PROBLEM TO SOLVE: Write the records below out in full, character for character, with no pictures.
-- Start DATA --
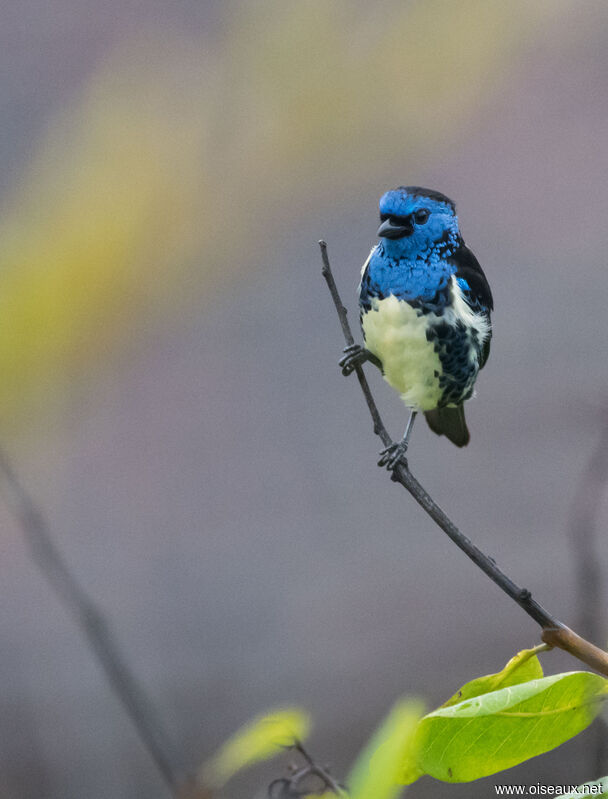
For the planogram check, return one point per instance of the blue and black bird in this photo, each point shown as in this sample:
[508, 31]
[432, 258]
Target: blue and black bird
[425, 312]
-- End DATA --
TASK ANSWER:
For the planogram check, return one point per instance of the blue and black bird in this photo, each point shown as in this sample:
[508, 31]
[432, 258]
Target: blue and black bird
[425, 312]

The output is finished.